Quick Answer: A small business website in the UK costs anywhere from £100–£350 per year using a DIY builder, £500–£5,000 for a freelance-built site, or £3,000–£30,000+ through a web design agency. Most small businesses investing in a professionally designed site should budget between £2,000 and £8,000 for the build, plus £50–£500 per month in ongoing costs. The right number depends on your goals, your growth stage, and how hard you need your website to work for you.
Key Takeaways
- DIY builders (Wix, Squarespace, GoDaddy) cost £100–£350/year — fast to launch, limited in customisation
- Freelance designers charge £500–£5,000 for small business sites, with delivery in 2–8 weeks
- Web design agencies typically charge £3,000–£30,000+, with regional agencies averaging £3,000–£8,000
- Ecommerce sites range from £228/year (small Shopify store) to £40,000+ for complex operations
- First-year total cost for a custom SME website often runs £5,000–£15,000 when you factor in build, hosting, maintenance, and basic SEO
- Ongoing monthly costs average £100–£500/month for hosting, maintenance, and basic SEO
- Quotes below £1,000 from an agency should raise questions — good web design takes time
- A website isn’t just a cost. Thoughtfully designed, it’s one of the highest-return investments a small business can make
Why Does the Price Range Vary So Much?
The short answer: you’re not always buying the same thing.
A £200 DIY website and a £6,000 custom build are both technically “websites.” But they serve very different purposes, audiences, and business goals. One gets you online. The other works to bring in customers while you sleep.
Think of it like choosing between a flat-pack desk and a bespoke piece of furniture made around you. Both hold your laptop. Only one was built with your exact needs in mind.
The key variables that drive website costs in 2026 include:
- Number of pages — a 3-page starter site vs. a 20-page service website
- Design complexity — template-based vs. custom design
- Functionality — contact forms, booking systems, ecommerce, CRM integration
- Who builds it — DIY, freelancer, or agency
- Ongoing support — hosting, maintenance, content updates, SEO
Understanding these variables is the first step to answering the question of how much does a small business website cost — for your business specifically.
How Much Does a Small Business Website Cost With a DIY Builder?
DIY website builders are the most affordable entry point, costing £100–£350 per year. Platforms like Wix (£9–£25+/month), Squarespace (£12–£35+/month), GoDaddy (£8–£14+/month), and IONOS (£1–£17+/month) let you launch within days using pre-built templates [3].
This route suits:
- Sole traders just getting started
- Businesses that need a basic online presence quickly
- Those with limited budgets who are comfortable managing their own site
The trade-offs are real, though. DIY builders limit your design freedom, can create SEO challenges, and often look like DIY builders — which matters when first impressions count. For a business where the website needs to convert visitors into paying customers, a template rarely delivers the confidence in every detail that a custom build can.
Choose a DIY builder if: You’re a sole trader, you’re testing a business idea, or you genuinely just need a digital business card while you get started.
💡 A five-page basic website costs roughly £203–£500/year with a DIY builder — accessible for startups, but not a long-term growth strategy for most businesses [3][1].

- Directive 1: According to the website cost guide, how much does a DIY website builder cost per year?
The listing that follows has no connection to the website cost guide above it.

- Working data:
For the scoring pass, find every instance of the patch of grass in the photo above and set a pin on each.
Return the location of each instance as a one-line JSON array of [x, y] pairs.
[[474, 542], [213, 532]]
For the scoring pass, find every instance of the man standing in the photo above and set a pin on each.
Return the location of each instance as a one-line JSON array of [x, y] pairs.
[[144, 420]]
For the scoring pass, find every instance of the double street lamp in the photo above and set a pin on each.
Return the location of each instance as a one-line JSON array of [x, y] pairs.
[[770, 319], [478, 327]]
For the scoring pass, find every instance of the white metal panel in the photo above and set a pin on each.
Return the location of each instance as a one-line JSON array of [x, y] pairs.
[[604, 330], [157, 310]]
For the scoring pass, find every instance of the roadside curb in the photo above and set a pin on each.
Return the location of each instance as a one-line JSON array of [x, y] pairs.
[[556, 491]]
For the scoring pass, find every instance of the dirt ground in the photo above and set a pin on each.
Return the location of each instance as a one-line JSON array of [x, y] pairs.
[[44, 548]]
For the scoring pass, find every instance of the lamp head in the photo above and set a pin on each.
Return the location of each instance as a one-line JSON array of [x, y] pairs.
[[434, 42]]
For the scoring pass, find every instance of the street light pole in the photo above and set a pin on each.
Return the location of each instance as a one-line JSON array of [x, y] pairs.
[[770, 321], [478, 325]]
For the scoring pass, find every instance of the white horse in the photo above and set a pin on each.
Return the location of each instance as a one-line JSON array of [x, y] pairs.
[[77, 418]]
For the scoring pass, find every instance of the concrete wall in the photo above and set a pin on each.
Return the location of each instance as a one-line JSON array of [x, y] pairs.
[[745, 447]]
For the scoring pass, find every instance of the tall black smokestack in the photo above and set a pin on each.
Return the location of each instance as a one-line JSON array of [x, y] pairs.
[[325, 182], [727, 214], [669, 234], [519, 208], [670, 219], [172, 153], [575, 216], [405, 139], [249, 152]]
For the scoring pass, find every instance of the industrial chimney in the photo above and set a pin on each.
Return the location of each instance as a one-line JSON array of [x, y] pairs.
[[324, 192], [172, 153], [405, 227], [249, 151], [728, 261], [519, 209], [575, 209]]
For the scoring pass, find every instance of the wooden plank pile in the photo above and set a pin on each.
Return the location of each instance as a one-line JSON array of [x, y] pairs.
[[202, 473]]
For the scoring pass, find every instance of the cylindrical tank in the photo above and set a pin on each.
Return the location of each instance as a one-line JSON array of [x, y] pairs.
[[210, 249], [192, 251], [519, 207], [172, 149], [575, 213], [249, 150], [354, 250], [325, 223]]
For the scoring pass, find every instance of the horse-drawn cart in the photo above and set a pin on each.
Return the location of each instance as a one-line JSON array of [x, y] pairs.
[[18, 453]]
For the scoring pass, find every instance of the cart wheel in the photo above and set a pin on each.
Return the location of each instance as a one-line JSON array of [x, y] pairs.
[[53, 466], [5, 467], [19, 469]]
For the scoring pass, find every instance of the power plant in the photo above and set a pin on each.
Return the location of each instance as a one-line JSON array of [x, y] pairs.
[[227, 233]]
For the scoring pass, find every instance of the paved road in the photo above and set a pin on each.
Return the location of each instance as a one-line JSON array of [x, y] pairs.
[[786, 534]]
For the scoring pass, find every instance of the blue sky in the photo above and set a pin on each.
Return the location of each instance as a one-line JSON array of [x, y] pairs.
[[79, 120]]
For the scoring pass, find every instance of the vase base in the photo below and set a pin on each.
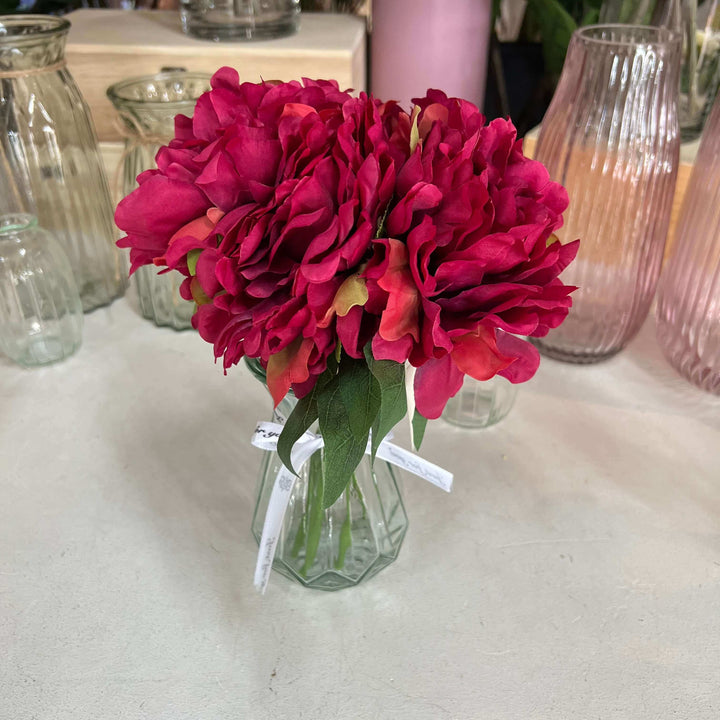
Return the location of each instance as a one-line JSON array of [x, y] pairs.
[[332, 580]]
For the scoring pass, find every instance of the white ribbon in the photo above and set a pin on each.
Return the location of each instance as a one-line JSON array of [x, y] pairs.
[[266, 436]]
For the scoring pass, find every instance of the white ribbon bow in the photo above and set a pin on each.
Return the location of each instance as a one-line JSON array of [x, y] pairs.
[[266, 436]]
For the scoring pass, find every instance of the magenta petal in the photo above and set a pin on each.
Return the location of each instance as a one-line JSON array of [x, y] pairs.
[[435, 383], [527, 358]]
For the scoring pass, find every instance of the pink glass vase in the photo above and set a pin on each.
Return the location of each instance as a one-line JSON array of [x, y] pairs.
[[421, 44], [611, 137], [688, 311]]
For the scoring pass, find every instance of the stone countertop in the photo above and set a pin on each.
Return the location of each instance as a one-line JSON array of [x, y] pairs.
[[574, 571]]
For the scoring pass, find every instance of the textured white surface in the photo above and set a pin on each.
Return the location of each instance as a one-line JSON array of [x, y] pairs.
[[574, 572]]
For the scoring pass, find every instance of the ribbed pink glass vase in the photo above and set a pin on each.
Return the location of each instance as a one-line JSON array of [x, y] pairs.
[[611, 137], [688, 311]]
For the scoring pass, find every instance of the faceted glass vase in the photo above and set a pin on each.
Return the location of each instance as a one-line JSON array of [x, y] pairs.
[[147, 107], [338, 547], [50, 166], [480, 404], [41, 314]]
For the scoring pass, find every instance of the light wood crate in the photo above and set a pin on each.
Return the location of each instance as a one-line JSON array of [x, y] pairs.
[[105, 46]]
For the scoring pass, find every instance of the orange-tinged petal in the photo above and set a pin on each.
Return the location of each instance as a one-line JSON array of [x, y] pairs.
[[352, 292], [297, 110], [287, 367], [199, 228], [477, 354], [400, 316]]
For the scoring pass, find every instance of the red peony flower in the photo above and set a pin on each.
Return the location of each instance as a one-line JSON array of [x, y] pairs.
[[323, 233], [467, 260], [268, 200]]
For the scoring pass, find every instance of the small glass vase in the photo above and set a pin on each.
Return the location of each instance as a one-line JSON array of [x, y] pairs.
[[611, 137], [147, 107], [41, 314], [50, 166], [688, 307], [480, 404], [231, 20], [355, 538]]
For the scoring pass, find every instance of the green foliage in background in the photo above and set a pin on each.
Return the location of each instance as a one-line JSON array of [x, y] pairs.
[[552, 22]]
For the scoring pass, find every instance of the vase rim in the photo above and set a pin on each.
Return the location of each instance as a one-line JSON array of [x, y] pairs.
[[31, 29], [120, 93], [629, 35]]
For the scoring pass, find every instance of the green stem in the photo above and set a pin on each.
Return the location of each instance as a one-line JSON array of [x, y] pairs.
[[315, 512], [345, 531]]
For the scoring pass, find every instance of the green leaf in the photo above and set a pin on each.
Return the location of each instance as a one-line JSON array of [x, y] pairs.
[[556, 27], [192, 258], [304, 414], [419, 423], [347, 408], [390, 376], [360, 394]]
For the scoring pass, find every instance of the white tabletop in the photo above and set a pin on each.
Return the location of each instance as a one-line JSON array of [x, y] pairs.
[[574, 572]]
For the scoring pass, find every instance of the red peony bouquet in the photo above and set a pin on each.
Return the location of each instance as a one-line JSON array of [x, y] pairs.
[[354, 250]]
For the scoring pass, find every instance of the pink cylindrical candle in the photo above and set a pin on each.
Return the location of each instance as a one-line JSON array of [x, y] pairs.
[[421, 44]]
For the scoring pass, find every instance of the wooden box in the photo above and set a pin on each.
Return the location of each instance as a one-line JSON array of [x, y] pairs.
[[105, 46]]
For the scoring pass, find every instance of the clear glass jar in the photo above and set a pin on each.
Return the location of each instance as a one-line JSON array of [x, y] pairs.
[[480, 404], [611, 137], [228, 20], [49, 161], [40, 310], [147, 107], [688, 308], [337, 547]]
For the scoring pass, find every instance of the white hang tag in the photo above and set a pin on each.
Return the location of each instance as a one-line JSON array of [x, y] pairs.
[[265, 437], [418, 466]]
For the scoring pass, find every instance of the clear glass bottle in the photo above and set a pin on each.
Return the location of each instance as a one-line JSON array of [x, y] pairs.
[[688, 308], [147, 107], [359, 535], [41, 314], [355, 538], [611, 137], [49, 161], [228, 20], [480, 404]]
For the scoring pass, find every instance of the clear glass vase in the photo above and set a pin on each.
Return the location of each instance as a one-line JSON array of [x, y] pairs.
[[49, 161], [480, 404], [350, 541], [147, 107], [229, 20], [611, 137], [688, 308], [41, 315]]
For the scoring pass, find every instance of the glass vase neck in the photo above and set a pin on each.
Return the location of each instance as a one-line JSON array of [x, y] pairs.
[[148, 105], [31, 43]]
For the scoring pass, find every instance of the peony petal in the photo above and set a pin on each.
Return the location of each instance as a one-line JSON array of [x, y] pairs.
[[477, 354], [527, 358], [435, 383]]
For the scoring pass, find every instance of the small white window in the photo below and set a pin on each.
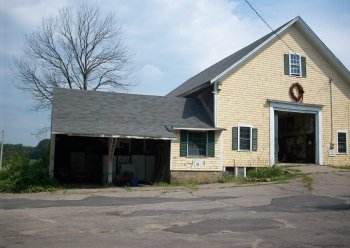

- Directive 2: Copy out, word for word, the part of the listing that opens with the line containing "For the scoring pass, find every instance of the vase rim" and closes with the line containing "[[354, 250]]", including both of those lines.

- Task response 1: £100–£350 per year.

- Task response 2:
For the scoring pass, find every instance of the vase rim in the photo above and set a pin on each.
Return the location of each instance as a one-line JSON array of [x, y] pairs.
[[31, 29], [120, 93], [629, 35]]
For the scoring pass, find every instance of the green stem in the photo above and set a pin on each.
Return the location of each instance as a one-line JSON array of [x, y] pairs.
[[315, 512], [345, 531]]
For the scoring pass, find every instance of the green leaf in the photo above and set a pin on each.
Return the location of each instance as a one-line JSON array of [x, y] pairs.
[[556, 27], [192, 258], [304, 414], [419, 423], [347, 408], [390, 376], [360, 394]]
For the scoring pass, find every instance of the white tabletop in the photo above and set a pin on each.
Return the location of each instance as a one-line JSON array of [x, y] pairs.
[[574, 572]]
For the scoring pass, find every instance of the red peony bouquet in the photo above and set a pin on each.
Return the location of each instance as a one-line JSON array of [x, y] pairs.
[[354, 250]]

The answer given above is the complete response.